**EXTRACTED ENTRIES**:

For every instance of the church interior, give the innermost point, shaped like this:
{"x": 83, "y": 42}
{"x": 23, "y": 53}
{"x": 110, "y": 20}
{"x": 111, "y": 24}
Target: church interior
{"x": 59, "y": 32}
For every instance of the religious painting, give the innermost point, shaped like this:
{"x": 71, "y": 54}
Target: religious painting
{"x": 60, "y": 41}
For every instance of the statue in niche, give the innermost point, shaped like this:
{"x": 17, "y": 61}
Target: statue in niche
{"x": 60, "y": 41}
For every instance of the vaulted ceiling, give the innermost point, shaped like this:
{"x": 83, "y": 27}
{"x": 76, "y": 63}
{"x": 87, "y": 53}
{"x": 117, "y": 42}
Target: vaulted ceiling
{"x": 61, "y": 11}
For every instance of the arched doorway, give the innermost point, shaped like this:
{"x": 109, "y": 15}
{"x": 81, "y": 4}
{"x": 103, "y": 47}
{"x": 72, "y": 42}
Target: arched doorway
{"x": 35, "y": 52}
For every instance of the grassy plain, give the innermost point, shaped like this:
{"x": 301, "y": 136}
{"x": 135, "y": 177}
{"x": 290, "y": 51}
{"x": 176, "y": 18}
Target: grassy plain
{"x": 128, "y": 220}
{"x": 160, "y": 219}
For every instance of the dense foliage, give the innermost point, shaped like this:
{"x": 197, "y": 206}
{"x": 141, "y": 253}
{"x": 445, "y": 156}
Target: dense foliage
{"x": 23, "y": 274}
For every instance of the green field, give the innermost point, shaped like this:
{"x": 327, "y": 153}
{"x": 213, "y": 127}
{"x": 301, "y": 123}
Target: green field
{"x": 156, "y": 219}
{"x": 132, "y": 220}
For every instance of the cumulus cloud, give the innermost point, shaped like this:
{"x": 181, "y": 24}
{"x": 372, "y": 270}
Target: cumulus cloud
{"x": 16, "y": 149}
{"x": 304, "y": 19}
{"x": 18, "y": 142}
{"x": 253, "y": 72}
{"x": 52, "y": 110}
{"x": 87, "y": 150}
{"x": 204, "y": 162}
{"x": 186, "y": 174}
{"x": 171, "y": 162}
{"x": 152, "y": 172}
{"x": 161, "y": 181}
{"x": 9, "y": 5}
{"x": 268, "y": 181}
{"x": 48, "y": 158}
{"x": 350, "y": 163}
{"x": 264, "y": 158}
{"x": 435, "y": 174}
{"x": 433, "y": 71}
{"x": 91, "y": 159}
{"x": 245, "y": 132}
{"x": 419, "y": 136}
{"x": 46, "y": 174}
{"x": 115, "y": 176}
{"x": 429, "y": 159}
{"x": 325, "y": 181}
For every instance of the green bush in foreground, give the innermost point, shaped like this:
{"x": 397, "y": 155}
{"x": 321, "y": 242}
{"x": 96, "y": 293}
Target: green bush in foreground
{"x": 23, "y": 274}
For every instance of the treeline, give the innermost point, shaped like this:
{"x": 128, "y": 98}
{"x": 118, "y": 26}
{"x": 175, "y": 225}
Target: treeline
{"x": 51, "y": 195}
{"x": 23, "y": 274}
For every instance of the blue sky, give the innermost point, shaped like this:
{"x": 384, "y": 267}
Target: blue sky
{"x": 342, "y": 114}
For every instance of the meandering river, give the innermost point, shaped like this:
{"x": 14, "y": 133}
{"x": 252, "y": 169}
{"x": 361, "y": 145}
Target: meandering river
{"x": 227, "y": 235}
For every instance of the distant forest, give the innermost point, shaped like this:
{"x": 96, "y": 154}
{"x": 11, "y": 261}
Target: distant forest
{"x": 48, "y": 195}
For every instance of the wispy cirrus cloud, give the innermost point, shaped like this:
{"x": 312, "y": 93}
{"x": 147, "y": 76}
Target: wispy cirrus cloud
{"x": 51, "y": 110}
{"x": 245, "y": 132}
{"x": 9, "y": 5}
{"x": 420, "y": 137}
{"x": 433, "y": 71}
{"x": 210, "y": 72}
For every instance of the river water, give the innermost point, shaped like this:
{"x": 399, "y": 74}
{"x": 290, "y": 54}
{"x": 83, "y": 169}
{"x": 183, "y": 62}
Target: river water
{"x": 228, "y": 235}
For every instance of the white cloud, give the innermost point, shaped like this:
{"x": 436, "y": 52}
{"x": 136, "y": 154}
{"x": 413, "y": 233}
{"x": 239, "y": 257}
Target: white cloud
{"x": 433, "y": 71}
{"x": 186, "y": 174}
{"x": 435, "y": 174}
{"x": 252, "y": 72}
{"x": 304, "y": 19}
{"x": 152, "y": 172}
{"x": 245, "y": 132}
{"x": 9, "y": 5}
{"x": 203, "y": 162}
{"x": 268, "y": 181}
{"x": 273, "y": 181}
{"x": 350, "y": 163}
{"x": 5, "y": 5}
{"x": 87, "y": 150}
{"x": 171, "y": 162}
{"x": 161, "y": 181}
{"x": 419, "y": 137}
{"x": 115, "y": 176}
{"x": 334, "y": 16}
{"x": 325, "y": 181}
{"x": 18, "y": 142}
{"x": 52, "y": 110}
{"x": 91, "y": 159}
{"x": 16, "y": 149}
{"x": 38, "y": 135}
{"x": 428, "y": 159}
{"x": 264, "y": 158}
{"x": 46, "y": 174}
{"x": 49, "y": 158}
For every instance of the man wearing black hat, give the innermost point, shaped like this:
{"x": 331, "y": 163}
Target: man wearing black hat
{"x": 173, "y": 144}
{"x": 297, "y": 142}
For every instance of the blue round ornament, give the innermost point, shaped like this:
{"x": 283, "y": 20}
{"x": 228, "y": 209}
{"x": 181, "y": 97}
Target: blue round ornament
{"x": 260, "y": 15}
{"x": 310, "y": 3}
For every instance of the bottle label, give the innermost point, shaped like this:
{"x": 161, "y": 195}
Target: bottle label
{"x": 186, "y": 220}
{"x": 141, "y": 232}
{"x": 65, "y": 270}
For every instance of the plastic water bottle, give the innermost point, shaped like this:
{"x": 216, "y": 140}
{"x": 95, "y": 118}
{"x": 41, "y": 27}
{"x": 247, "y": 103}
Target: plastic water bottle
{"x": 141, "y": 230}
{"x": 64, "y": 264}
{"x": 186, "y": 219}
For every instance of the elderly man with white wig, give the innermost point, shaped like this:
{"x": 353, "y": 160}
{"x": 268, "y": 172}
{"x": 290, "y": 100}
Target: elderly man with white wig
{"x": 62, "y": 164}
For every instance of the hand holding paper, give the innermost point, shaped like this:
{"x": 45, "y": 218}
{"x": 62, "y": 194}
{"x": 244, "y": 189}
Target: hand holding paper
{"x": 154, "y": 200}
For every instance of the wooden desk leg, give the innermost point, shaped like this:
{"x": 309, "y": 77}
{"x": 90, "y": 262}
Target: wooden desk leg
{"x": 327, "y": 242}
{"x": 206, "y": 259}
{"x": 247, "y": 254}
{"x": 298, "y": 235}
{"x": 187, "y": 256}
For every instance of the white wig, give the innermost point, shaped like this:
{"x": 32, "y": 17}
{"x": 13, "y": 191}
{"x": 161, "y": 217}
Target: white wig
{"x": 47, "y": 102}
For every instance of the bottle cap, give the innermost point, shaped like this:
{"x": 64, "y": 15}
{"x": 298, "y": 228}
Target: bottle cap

**YOUR GOAL**: Repeat the full set of records exactly.

**EXERCISE OUTPUT**:
For every instance of the church interior, give the innermost point, shaped like this:
{"x": 83, "y": 42}
{"x": 23, "y": 53}
{"x": 110, "y": 20}
{"x": 111, "y": 24}
Target: church interior
{"x": 59, "y": 32}
For every instance of the religious painting, give the innermost point, shaped like this:
{"x": 71, "y": 54}
Target: religious painting
{"x": 60, "y": 41}
For every instance of the statue in niche, give the innermost point, shaped like this:
{"x": 17, "y": 61}
Target: statue in niche
{"x": 60, "y": 41}
For every instance of the vaulted ceiling, give the innermost point, shaped like this:
{"x": 83, "y": 27}
{"x": 76, "y": 63}
{"x": 87, "y": 53}
{"x": 117, "y": 42}
Target: vaulted ceiling
{"x": 61, "y": 11}
For every instance of the arched doorway, give the innermost point, shaped like this:
{"x": 109, "y": 15}
{"x": 81, "y": 4}
{"x": 103, "y": 47}
{"x": 72, "y": 42}
Target: arched doorway
{"x": 35, "y": 52}
For every instance of the grassy plain, give the innermost point, shaped like this:
{"x": 301, "y": 136}
{"x": 135, "y": 177}
{"x": 290, "y": 51}
{"x": 176, "y": 18}
Target: grassy plain
{"x": 128, "y": 220}
{"x": 160, "y": 219}
For every instance of the dense foliage, give the innermost point, shaped like this:
{"x": 197, "y": 206}
{"x": 141, "y": 253}
{"x": 445, "y": 156}
Target: dense foliage
{"x": 23, "y": 274}
For every instance of the green field, give the innermost point, shaped like this:
{"x": 327, "y": 153}
{"x": 213, "y": 127}
{"x": 301, "y": 123}
Target: green field
{"x": 156, "y": 219}
{"x": 132, "y": 220}
For every instance of the cumulus cloud, give the innermost point, shaped like this:
{"x": 181, "y": 24}
{"x": 372, "y": 270}
Target: cumulus cloud
{"x": 16, "y": 149}
{"x": 304, "y": 19}
{"x": 18, "y": 142}
{"x": 253, "y": 72}
{"x": 52, "y": 110}
{"x": 87, "y": 150}
{"x": 204, "y": 162}
{"x": 186, "y": 174}
{"x": 171, "y": 162}
{"x": 152, "y": 172}
{"x": 161, "y": 181}
{"x": 9, "y": 5}
{"x": 268, "y": 181}
{"x": 48, "y": 158}
{"x": 350, "y": 163}
{"x": 264, "y": 158}
{"x": 435, "y": 174}
{"x": 433, "y": 71}
{"x": 91, "y": 159}
{"x": 245, "y": 132}
{"x": 419, "y": 136}
{"x": 46, "y": 174}
{"x": 115, "y": 176}
{"x": 429, "y": 159}
{"x": 325, "y": 181}
For every instance of the green bush in foreground, give the innermost point, shaped like this:
{"x": 397, "y": 155}
{"x": 321, "y": 242}
{"x": 96, "y": 293}
Target: green bush in foreground
{"x": 23, "y": 274}
For every instance of the treeline, give the innermost point, shaped like this:
{"x": 128, "y": 98}
{"x": 118, "y": 26}
{"x": 175, "y": 225}
Target: treeline
{"x": 51, "y": 195}
{"x": 23, "y": 274}
For every instance of the blue sky, give the innermost point, shaped like this:
{"x": 384, "y": 267}
Target: blue sky
{"x": 342, "y": 114}
For every instance of the meandering river, give the innermost point, shaped like this:
{"x": 14, "y": 133}
{"x": 252, "y": 169}
{"x": 361, "y": 145}
Target: meandering river
{"x": 227, "y": 235}
For every instance of the distant forest, give the innermost point, shaped like this:
{"x": 96, "y": 154}
{"x": 11, "y": 261}
Target: distant forest
{"x": 48, "y": 195}
For every instance of the wispy cirrus cloud, give the innermost point, shaped like this:
{"x": 312, "y": 93}
{"x": 147, "y": 76}
Target: wispy cirrus cloud
{"x": 51, "y": 110}
{"x": 245, "y": 132}
{"x": 9, "y": 5}
{"x": 420, "y": 137}
{"x": 433, "y": 71}
{"x": 210, "y": 72}
For every instance of the river water, give the innermost point, shaped like this:
{"x": 399, "y": 74}
{"x": 290, "y": 54}
{"x": 83, "y": 169}
{"x": 183, "y": 62}
Target: river water
{"x": 228, "y": 235}
For every instance of the white cloud, give the innermost point, shaped like this:
{"x": 436, "y": 52}
{"x": 136, "y": 154}
{"x": 413, "y": 233}
{"x": 239, "y": 257}
Target: white cloud
{"x": 433, "y": 71}
{"x": 186, "y": 174}
{"x": 435, "y": 174}
{"x": 252, "y": 72}
{"x": 304, "y": 19}
{"x": 152, "y": 172}
{"x": 245, "y": 132}
{"x": 9, "y": 5}
{"x": 203, "y": 162}
{"x": 268, "y": 181}
{"x": 273, "y": 181}
{"x": 350, "y": 163}
{"x": 5, "y": 5}
{"x": 87, "y": 150}
{"x": 171, "y": 162}
{"x": 161, "y": 181}
{"x": 419, "y": 137}
{"x": 115, "y": 176}
{"x": 334, "y": 16}
{"x": 325, "y": 181}
{"x": 18, "y": 142}
{"x": 52, "y": 110}
{"x": 91, "y": 159}
{"x": 16, "y": 149}
{"x": 38, "y": 135}
{"x": 428, "y": 159}
{"x": 264, "y": 158}
{"x": 46, "y": 174}
{"x": 49, "y": 158}
For every instance of the man wearing black hat, give the innermost point, shaped like this:
{"x": 331, "y": 163}
Target: man wearing black hat
{"x": 173, "y": 144}
{"x": 297, "y": 142}
For every instance of the blue round ornament, give the innermost point, shaped like this:
{"x": 283, "y": 20}
{"x": 228, "y": 209}
{"x": 181, "y": 97}
Target: blue round ornament
{"x": 260, "y": 15}
{"x": 310, "y": 3}
For every instance of the bottle label, give the innermost point, shaped like this:
{"x": 161, "y": 195}
Target: bottle label
{"x": 186, "y": 220}
{"x": 141, "y": 232}
{"x": 65, "y": 270}
For every instance of the plastic water bottle, give the innermost point, shaped like this:
{"x": 216, "y": 140}
{"x": 95, "y": 118}
{"x": 41, "y": 27}
{"x": 247, "y": 103}
Target: plastic water bottle
{"x": 141, "y": 230}
{"x": 64, "y": 264}
{"x": 186, "y": 219}
For every instance of the elderly man with white wig, give the innermost point, shaped like this:
{"x": 353, "y": 160}
{"x": 268, "y": 172}
{"x": 290, "y": 100}
Target: elderly man with white wig
{"x": 62, "y": 164}
For every instance of the hand holding paper, give the innermost point, shaped like this:
{"x": 45, "y": 218}
{"x": 62, "y": 194}
{"x": 244, "y": 189}
Target: hand holding paper
{"x": 154, "y": 200}
For every instance of the wooden desk leg, give the innermost point, shaped like this:
{"x": 309, "y": 77}
{"x": 90, "y": 262}
Target: wooden desk leg
{"x": 327, "y": 242}
{"x": 206, "y": 259}
{"x": 247, "y": 254}
{"x": 298, "y": 235}
{"x": 187, "y": 256}
For every instance of the white wig, give the innermost point, shaped like this:
{"x": 32, "y": 17}
{"x": 13, "y": 191}
{"x": 161, "y": 217}
Target: white wig
{"x": 47, "y": 102}
For every instance of the bottle cap, give the innermost point, shaped like this:
{"x": 64, "y": 15}
{"x": 298, "y": 228}
Target: bottle cap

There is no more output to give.